(Saved entries)
● ● ●
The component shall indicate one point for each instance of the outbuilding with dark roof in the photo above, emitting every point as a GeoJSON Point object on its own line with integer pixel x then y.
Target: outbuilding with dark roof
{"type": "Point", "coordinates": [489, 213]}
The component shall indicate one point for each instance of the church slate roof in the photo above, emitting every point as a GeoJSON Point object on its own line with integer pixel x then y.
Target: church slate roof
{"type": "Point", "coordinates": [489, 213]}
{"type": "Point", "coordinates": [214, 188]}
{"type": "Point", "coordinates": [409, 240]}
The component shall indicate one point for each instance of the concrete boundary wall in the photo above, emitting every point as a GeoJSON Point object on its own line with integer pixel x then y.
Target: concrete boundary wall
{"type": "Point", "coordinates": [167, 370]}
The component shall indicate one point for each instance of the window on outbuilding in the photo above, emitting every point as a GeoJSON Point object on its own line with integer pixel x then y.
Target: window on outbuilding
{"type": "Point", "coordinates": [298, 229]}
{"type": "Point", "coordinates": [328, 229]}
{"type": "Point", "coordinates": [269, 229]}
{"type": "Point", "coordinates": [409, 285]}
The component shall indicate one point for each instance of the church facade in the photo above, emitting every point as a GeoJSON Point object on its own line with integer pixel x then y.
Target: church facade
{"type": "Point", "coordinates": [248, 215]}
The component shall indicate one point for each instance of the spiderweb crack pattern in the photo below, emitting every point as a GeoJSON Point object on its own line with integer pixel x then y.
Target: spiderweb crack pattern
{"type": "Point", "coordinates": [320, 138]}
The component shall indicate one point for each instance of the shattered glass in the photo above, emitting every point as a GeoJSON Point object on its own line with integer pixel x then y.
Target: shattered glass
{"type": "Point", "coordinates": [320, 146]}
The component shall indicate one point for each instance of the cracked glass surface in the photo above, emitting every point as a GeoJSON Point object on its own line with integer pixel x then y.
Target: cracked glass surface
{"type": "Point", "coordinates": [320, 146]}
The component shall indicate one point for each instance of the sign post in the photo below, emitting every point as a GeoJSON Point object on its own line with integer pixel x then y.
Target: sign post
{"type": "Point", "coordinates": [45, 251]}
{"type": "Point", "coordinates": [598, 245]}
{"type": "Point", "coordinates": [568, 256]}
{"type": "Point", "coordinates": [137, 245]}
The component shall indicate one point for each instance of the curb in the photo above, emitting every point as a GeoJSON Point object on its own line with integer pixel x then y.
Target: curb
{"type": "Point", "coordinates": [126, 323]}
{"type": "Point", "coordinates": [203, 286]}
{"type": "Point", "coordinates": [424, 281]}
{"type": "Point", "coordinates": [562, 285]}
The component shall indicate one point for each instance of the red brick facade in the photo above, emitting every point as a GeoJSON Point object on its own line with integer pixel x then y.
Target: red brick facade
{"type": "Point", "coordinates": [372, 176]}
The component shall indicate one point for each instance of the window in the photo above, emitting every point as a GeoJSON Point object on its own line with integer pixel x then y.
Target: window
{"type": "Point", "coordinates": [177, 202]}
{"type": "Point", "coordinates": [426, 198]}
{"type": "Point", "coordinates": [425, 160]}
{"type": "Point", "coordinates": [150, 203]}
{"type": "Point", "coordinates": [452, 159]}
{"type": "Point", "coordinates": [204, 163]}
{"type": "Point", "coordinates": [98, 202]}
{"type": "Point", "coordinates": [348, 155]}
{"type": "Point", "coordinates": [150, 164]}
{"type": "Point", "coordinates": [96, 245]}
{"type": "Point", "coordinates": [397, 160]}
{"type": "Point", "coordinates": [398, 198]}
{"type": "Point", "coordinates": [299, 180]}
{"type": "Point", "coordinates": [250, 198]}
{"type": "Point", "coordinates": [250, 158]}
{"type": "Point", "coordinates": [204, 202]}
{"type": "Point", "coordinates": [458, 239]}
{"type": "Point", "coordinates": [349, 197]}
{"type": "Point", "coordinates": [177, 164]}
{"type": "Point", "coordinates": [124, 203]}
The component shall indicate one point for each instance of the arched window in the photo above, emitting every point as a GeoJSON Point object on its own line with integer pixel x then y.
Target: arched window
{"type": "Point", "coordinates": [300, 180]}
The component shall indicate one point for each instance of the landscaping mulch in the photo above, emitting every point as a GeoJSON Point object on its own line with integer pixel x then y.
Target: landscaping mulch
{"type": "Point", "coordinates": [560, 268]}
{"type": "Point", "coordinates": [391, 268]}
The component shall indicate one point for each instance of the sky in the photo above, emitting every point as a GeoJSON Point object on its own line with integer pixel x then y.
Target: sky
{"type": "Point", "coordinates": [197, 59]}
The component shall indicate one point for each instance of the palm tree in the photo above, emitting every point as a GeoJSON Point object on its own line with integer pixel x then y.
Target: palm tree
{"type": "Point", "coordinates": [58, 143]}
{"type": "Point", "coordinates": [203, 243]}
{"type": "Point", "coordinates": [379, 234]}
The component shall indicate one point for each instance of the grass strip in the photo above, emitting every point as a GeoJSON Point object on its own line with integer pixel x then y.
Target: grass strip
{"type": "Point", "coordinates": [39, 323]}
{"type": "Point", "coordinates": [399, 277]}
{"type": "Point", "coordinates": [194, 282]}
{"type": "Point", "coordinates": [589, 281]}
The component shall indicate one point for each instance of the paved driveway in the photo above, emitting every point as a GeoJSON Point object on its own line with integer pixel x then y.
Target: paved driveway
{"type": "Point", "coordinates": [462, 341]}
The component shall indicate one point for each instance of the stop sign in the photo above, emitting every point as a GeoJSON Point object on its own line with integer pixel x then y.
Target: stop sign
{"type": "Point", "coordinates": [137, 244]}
● ● ●
Every entry should be printed again exactly as written.

• _Result_
The component shall indicate one point for each instance of the outbuilding with dark roof in the photo above, emitting every point as a GeoJSON Point object on its own line with integer pixel x then y.
Target: outbuilding with dark roof
{"type": "Point", "coordinates": [489, 213]}
The component shall indicate one point for each instance of the church slate roof in the photo above, emitting every point as a GeoJSON Point object on its own line with integer pixel x then y.
Target: church slate roof
{"type": "Point", "coordinates": [489, 213]}
{"type": "Point", "coordinates": [214, 188]}
{"type": "Point", "coordinates": [409, 240]}
The component shall indicate one point for each instance of the concrete boundary wall in the photo above, emitting every point as a GeoJSON Point object on its own line with integer pixel x then y.
Target: concrete boundary wall
{"type": "Point", "coordinates": [167, 370]}
The component shall indicate one point for each instance of the window on outbuilding in the photo above, emitting every point as a GeoJSON Point object on its own line with integer pixel x then y.
Target: window on outbuilding
{"type": "Point", "coordinates": [298, 229]}
{"type": "Point", "coordinates": [328, 229]}
{"type": "Point", "coordinates": [269, 229]}
{"type": "Point", "coordinates": [409, 285]}
The component shall indicate one point for each instance of the church facade in the photo above, emitting every point as a GeoJSON Point object on its own line with integer pixel x then y.
Target: church facade
{"type": "Point", "coordinates": [248, 215]}
The component shall indicate one point for each instance of the spiderweb crack pattern in the photo below, emitting every point as a GeoJSON Point object on its own line with integer pixel x then y.
Target: spiderweb crack pattern
{"type": "Point", "coordinates": [320, 138]}
The component shall indicate one point for each instance of the shattered glass in the photo above, emitting every point as a GeoJSON Point object on its own line with integer pixel x then y.
Target: shattered glass
{"type": "Point", "coordinates": [320, 146]}
The component shall indicate one point for each instance of the cracked glass surface in the photo above, emitting every point as a GeoJSON Point object on its own line with integer pixel x then y.
Target: cracked glass surface
{"type": "Point", "coordinates": [320, 146]}
The component shall indicate one point for each instance of the sign post in the photo below, emitting every point as a GeoJSON Point object on its own line with integer pixel x then y.
Target: sign post
{"type": "Point", "coordinates": [45, 251]}
{"type": "Point", "coordinates": [598, 245]}
{"type": "Point", "coordinates": [568, 256]}
{"type": "Point", "coordinates": [137, 245]}
The component shall indicate one point for each instance of the curb in the photo above, emitting every point as a GeoJSON Point object on its own line with integer pixel x then y.
Target: curb
{"type": "Point", "coordinates": [126, 323]}
{"type": "Point", "coordinates": [203, 286]}
{"type": "Point", "coordinates": [424, 281]}
{"type": "Point", "coordinates": [562, 285]}
The component shall indicate one point for each instance of the red brick facade in the photo above, emitting every point as a GeoJSON Point object on its own line with integer pixel x then y.
Target: red brick facade
{"type": "Point", "coordinates": [372, 176]}
The component shall indicate one point for each instance of the window in the photo above, emitting every point as a GeoJSON Point object on its own line with integer pixel x then y.
Target: window
{"type": "Point", "coordinates": [177, 202]}
{"type": "Point", "coordinates": [426, 198]}
{"type": "Point", "coordinates": [425, 160]}
{"type": "Point", "coordinates": [150, 203]}
{"type": "Point", "coordinates": [452, 159]}
{"type": "Point", "coordinates": [204, 163]}
{"type": "Point", "coordinates": [98, 202]}
{"type": "Point", "coordinates": [348, 155]}
{"type": "Point", "coordinates": [150, 164]}
{"type": "Point", "coordinates": [96, 245]}
{"type": "Point", "coordinates": [397, 160]}
{"type": "Point", "coordinates": [398, 198]}
{"type": "Point", "coordinates": [299, 180]}
{"type": "Point", "coordinates": [250, 198]}
{"type": "Point", "coordinates": [250, 158]}
{"type": "Point", "coordinates": [204, 202]}
{"type": "Point", "coordinates": [458, 239]}
{"type": "Point", "coordinates": [349, 197]}
{"type": "Point", "coordinates": [177, 164]}
{"type": "Point", "coordinates": [124, 203]}
The component shall indicate one point for each instance of the arched window in the photo above, emitting every point as a GeoJSON Point object on its own line with integer pixel x then y.
Target: arched window
{"type": "Point", "coordinates": [300, 180]}
The component shall indicate one point for each instance of the landscaping mulch in the photo above, emitting every point as a GeoJSON Point object on its own line with integer pixel x then y.
Target: landscaping mulch
{"type": "Point", "coordinates": [560, 268]}
{"type": "Point", "coordinates": [391, 268]}
The component shall indicate one point for each instance of the sky in the photo above, emitting every point as a GeoJSON Point object on its own line with integer pixel x then y.
Target: sky
{"type": "Point", "coordinates": [197, 59]}
The component shall indicate one point for each instance of the palm tree in the photo above, emitting every point as a GeoJSON Point object on its own line with integer pixel x then y.
Target: palm tree
{"type": "Point", "coordinates": [58, 143]}
{"type": "Point", "coordinates": [203, 243]}
{"type": "Point", "coordinates": [379, 234]}
The component shall indicate one point for each instance of the grass strip in the photo above, emitting every point as a GeoJSON Point object on its own line with integer pixel x then y.
Target: grass strip
{"type": "Point", "coordinates": [39, 323]}
{"type": "Point", "coordinates": [399, 277]}
{"type": "Point", "coordinates": [194, 282]}
{"type": "Point", "coordinates": [589, 281]}
The component shall indicate one point for each instance of the paved driveway in the photo above, emitting every point as a GeoJSON Point object on its own line with integer pixel x then y.
Target: paved driveway
{"type": "Point", "coordinates": [462, 341]}
The component shall indicate one point for each instance of the stop sign in the photo above, emitting every point as a GeoJSON Point object on its own line with integer pixel x then y.
Target: stop sign
{"type": "Point", "coordinates": [137, 244]}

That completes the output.